_TASK OBJECTIVE_
Return, exactly and in full, the lines of the records below starting at the one with "Target: chestnut horse" and ending at the one with "point_to reports the position of each instance of the arched", and no other lines.

_PROVIDED DATA_
..........

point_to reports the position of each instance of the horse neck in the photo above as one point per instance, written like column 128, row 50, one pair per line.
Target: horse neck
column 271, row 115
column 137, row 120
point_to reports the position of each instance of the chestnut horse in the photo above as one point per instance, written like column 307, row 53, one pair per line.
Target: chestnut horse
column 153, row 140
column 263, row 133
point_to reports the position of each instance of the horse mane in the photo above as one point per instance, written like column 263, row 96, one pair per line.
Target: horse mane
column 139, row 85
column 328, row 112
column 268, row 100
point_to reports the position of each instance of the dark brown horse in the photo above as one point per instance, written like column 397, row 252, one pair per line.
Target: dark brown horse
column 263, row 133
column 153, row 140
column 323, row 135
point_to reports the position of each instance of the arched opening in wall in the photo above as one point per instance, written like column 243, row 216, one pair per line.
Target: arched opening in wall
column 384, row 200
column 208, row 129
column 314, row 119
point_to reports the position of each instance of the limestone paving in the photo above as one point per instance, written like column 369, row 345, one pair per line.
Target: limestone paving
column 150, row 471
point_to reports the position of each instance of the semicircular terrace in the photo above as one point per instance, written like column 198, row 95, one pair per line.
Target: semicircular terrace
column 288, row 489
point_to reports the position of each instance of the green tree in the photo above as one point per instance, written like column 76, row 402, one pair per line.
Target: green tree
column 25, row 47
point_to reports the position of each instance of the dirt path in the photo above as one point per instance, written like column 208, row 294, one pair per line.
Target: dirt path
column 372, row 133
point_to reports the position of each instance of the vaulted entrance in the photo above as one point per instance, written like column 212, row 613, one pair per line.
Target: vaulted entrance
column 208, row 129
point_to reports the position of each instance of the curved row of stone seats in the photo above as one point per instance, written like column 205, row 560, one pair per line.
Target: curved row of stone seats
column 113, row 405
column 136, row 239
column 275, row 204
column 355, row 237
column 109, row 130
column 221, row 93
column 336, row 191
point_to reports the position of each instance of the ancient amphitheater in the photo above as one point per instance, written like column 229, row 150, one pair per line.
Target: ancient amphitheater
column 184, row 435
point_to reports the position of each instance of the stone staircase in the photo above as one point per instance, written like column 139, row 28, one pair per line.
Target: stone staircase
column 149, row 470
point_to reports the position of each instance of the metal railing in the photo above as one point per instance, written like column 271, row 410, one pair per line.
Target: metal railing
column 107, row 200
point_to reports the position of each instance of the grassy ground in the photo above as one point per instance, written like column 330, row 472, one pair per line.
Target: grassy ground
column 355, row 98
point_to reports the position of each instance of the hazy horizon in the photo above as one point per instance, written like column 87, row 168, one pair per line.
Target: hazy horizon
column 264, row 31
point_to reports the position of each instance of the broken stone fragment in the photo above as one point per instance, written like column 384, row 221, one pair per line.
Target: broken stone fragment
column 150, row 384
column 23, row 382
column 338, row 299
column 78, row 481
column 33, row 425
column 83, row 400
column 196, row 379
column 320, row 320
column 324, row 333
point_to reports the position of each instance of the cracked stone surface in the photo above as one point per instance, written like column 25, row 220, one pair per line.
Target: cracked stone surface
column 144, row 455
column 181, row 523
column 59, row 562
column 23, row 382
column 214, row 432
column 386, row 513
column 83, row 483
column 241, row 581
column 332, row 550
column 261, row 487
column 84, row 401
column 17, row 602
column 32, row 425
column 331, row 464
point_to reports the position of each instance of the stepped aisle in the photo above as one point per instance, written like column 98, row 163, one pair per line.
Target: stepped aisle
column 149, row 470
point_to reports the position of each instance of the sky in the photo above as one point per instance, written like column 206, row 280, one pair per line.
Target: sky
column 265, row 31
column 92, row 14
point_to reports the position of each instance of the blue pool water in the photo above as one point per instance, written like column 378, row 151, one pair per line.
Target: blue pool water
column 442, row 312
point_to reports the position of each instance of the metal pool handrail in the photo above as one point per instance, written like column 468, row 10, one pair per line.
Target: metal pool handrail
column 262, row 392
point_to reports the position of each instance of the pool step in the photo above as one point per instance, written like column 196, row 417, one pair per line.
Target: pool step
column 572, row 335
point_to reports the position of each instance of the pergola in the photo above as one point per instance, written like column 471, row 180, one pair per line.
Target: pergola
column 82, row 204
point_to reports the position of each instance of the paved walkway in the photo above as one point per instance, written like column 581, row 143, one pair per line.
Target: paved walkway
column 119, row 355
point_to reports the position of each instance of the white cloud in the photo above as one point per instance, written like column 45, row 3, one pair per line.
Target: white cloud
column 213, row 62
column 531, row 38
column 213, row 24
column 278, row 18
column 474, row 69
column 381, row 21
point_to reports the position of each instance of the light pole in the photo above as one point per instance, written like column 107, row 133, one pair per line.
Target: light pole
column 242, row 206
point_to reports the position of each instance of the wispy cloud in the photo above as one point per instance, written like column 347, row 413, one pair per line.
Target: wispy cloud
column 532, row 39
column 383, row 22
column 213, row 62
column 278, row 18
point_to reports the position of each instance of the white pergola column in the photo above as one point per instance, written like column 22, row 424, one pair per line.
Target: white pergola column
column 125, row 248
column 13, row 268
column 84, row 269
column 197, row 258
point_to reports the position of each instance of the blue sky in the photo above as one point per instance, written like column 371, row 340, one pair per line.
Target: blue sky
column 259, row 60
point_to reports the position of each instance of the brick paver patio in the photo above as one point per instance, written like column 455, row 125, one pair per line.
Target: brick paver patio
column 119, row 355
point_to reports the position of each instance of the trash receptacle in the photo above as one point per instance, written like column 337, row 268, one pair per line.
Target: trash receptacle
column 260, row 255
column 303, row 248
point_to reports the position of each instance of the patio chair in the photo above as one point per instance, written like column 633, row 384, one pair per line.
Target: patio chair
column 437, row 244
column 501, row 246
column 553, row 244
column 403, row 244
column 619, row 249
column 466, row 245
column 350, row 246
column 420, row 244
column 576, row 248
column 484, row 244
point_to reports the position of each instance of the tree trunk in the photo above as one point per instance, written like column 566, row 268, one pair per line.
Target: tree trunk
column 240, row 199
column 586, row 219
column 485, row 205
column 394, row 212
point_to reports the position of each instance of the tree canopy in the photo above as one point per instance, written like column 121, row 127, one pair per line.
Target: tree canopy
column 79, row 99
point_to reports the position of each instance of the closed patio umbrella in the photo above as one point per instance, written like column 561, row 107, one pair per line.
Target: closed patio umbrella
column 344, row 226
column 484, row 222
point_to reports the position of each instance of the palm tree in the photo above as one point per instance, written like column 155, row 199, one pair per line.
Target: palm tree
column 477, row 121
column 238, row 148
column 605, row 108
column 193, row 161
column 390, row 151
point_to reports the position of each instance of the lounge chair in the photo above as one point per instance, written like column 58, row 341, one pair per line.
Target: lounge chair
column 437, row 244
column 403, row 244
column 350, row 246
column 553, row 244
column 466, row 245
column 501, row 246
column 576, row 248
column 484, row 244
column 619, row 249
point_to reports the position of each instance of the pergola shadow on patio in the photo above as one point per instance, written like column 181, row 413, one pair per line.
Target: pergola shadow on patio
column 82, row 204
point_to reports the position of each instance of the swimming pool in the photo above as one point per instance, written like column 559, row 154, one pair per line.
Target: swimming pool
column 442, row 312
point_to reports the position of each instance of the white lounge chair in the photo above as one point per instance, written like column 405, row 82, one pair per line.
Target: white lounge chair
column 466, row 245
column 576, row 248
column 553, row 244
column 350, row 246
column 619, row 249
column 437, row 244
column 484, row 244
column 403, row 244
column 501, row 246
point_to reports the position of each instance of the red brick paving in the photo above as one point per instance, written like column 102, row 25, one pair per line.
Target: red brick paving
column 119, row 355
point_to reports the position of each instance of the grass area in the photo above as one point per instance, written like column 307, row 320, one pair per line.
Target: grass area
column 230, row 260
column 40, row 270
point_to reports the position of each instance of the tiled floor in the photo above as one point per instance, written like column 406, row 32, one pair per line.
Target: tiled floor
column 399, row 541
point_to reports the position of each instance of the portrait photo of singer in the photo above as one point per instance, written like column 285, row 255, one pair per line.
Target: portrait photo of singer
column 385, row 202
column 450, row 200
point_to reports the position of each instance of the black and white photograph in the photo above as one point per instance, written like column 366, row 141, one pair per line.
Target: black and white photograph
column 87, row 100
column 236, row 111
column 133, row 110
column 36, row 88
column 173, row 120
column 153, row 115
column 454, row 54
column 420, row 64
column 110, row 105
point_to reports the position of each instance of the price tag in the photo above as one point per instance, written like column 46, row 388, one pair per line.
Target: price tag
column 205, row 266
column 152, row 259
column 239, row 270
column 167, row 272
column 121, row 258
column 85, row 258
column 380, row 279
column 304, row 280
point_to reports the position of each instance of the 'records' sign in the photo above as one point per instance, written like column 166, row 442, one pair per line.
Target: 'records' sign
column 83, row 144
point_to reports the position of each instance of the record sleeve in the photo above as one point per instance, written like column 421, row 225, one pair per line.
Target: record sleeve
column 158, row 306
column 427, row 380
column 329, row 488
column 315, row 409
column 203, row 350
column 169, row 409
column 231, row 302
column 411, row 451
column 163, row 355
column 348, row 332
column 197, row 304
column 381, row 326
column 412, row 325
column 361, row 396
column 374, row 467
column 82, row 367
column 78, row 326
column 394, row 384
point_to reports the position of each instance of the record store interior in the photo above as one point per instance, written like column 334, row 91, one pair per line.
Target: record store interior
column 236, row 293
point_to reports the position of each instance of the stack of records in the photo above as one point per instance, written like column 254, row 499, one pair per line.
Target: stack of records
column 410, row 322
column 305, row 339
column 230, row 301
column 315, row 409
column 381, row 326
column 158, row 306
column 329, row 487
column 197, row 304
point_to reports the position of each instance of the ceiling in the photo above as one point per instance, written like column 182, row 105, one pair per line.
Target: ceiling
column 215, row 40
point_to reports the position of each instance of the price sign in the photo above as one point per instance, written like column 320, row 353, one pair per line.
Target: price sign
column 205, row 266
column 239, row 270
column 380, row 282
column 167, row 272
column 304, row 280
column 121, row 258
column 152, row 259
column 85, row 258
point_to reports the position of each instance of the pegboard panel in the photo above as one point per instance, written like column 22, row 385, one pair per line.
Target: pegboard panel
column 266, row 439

..........

_TASK SOLUTION_
Target: chestnut horse
column 153, row 140
column 263, row 133
point_to reports the position of each instance of the horse mane in the photo above as one point per instance, written like column 263, row 96, one pair per line.
Target: horse mane
column 139, row 85
column 328, row 112
column 268, row 100
point_to reports the position of each instance of the dark brown horse in the photo above as one point per instance, written like column 397, row 252, one pair per line.
Target: dark brown horse
column 263, row 133
column 153, row 140
column 323, row 135
point_to reports the position of each instance of the arched opening in wall in the photo above as one point per instance, written like column 243, row 216, one pair per line.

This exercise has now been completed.